▸ EXCERPTED TEXT:
Me and my fellow co workers have gotten on to the debate on what is the best technology today and i finally want to put it to a rest i happen to lean more towards GSM service. I find them to be the easiest to replace and work well with very few dropped calls i just want to see what everyone else has in mind. I happen to see that they all have there strong points except if someone mentions iden just because of the direct connect that is poor reasoning. Rate them 1-4 1. 2. 3. 4.
The widest deployed technology is GSM. It is not the most secure. As has been documented, GSM is nothing more than TDMA with added security. The most advanced technology is CDMA. Posters have mentioned warble and echo with CDMA. If your intellectual "discussion" (debate) is over technology, CDMA wins hands down. (Why else would all the vendors be migrating to it?) If the discussion is over user-perceived reception and call quality, that vein is so subjective, no one will ever win. My experience is that with <u>all</u> the technologies (I have used all except iDEN), the call quality is clear as long as the network is available and not overloaded. To the common user of wireless, that is the bottom line--clear calls, minimal dropped calls. Have fun with the debate, though. I've engaged on-line discussions about this and never noticed a winner. Addendum: Just found this article about CDMA. Its a year old, but good nevertheless.
I think that the 2 best standars are GSM and CDMA, i noticed that in both standars the backgroung noice is minimal compared to Tdma. Cdma it`s better for data but when i had my verizon phone i noticed that the system was inconsistant, sometimes i had full service and sometimes i had 1 bar an the same place and sometimes i had better reception inside my house than outside. just remember that in the next 2 to 3 yrs there will be more Gsm users than Cdma users in the world by a lot. Remember not always the best technology wins (Beta vs Vhs and Cd`s vs mini discs). And Iden it`s just a single band Tdma phone with a 2-way radio on it, when i started to sell nextel in 1998 i took a training and they were saying that they use Tdma and a year later later they change the name to Iden..

▸ SET TASK: Can you extract the passage of the forum thread on wireless phone technologies starting at "Me and my fellow" and ending at "1-4 1. 2. 3. 4."?

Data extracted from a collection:
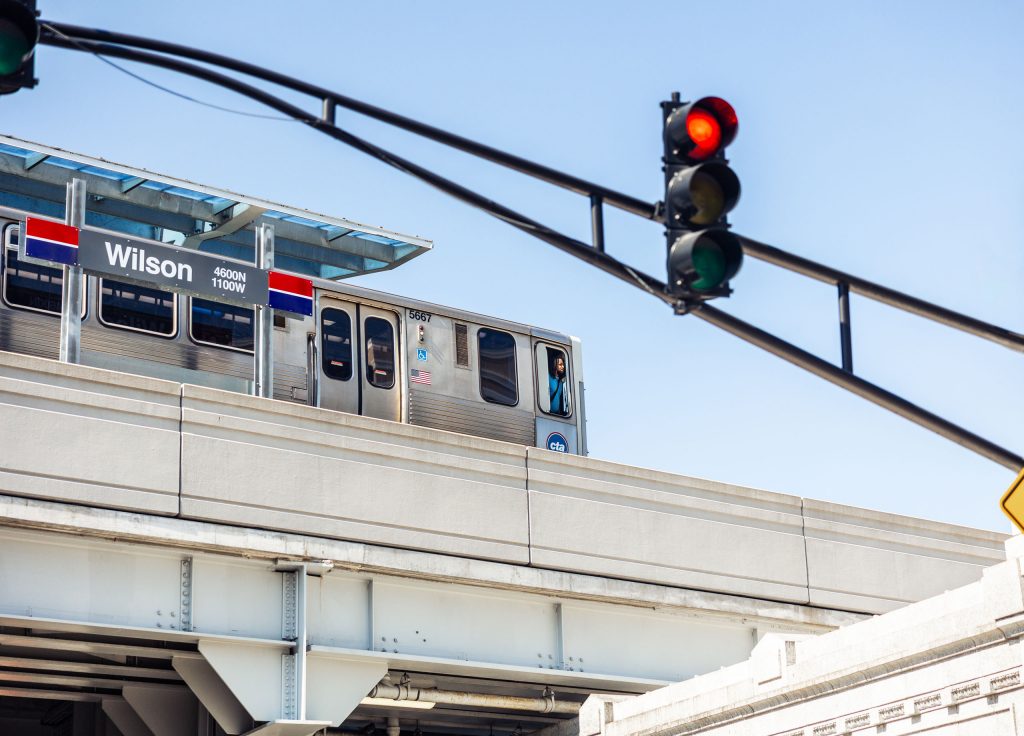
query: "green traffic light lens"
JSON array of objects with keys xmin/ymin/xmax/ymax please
[
  {"xmin": 0, "ymin": 19, "xmax": 32, "ymax": 76},
  {"xmin": 690, "ymin": 240, "xmax": 728, "ymax": 292}
]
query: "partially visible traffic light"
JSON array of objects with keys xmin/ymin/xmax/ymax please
[
  {"xmin": 662, "ymin": 93, "xmax": 743, "ymax": 301},
  {"xmin": 0, "ymin": 0, "xmax": 39, "ymax": 94}
]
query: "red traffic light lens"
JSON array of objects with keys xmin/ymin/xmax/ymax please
[{"xmin": 686, "ymin": 107, "xmax": 722, "ymax": 161}]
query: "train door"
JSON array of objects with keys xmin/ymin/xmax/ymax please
[
  {"xmin": 358, "ymin": 304, "xmax": 401, "ymax": 422},
  {"xmin": 315, "ymin": 296, "xmax": 401, "ymax": 422},
  {"xmin": 534, "ymin": 341, "xmax": 580, "ymax": 454}
]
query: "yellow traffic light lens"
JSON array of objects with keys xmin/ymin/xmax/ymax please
[{"xmin": 689, "ymin": 171, "xmax": 725, "ymax": 225}]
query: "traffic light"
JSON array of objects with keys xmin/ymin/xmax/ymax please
[
  {"xmin": 0, "ymin": 0, "xmax": 39, "ymax": 94},
  {"xmin": 662, "ymin": 93, "xmax": 743, "ymax": 302}
]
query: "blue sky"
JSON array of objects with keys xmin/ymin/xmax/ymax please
[{"xmin": 9, "ymin": 0, "xmax": 1024, "ymax": 529}]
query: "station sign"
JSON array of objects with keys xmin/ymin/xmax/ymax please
[{"xmin": 20, "ymin": 217, "xmax": 312, "ymax": 316}]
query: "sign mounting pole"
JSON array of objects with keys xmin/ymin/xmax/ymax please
[
  {"xmin": 60, "ymin": 179, "xmax": 85, "ymax": 363},
  {"xmin": 253, "ymin": 222, "xmax": 273, "ymax": 398}
]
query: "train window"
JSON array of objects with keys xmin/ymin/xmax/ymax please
[
  {"xmin": 188, "ymin": 297, "xmax": 256, "ymax": 352},
  {"xmin": 99, "ymin": 278, "xmax": 177, "ymax": 337},
  {"xmin": 476, "ymin": 330, "xmax": 519, "ymax": 406},
  {"xmin": 362, "ymin": 317, "xmax": 394, "ymax": 395},
  {"xmin": 2, "ymin": 226, "xmax": 85, "ymax": 316},
  {"xmin": 321, "ymin": 309, "xmax": 352, "ymax": 381},
  {"xmin": 537, "ymin": 345, "xmax": 572, "ymax": 417}
]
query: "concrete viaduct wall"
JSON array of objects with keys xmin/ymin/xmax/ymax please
[{"xmin": 0, "ymin": 353, "xmax": 1006, "ymax": 613}]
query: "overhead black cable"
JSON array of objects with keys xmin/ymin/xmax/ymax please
[
  {"xmin": 41, "ymin": 20, "xmax": 1024, "ymax": 360},
  {"xmin": 41, "ymin": 20, "xmax": 658, "ymax": 220},
  {"xmin": 40, "ymin": 28, "xmax": 675, "ymax": 304}
]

▸ THE RESULT:
Me and my fellow co workers have gotten on to the debate on what is the best technology today and i finally want to put it to a rest i happen to lean more towards GSM service. I find them to be the easiest to replace and work well with very few dropped calls i just want to see what everyone else has in mind. I happen to see that they all have there strong points except if someone mentions iden just because of the direct connect that is poor reasoning. Rate them 1-4 1. 2. 3. 4.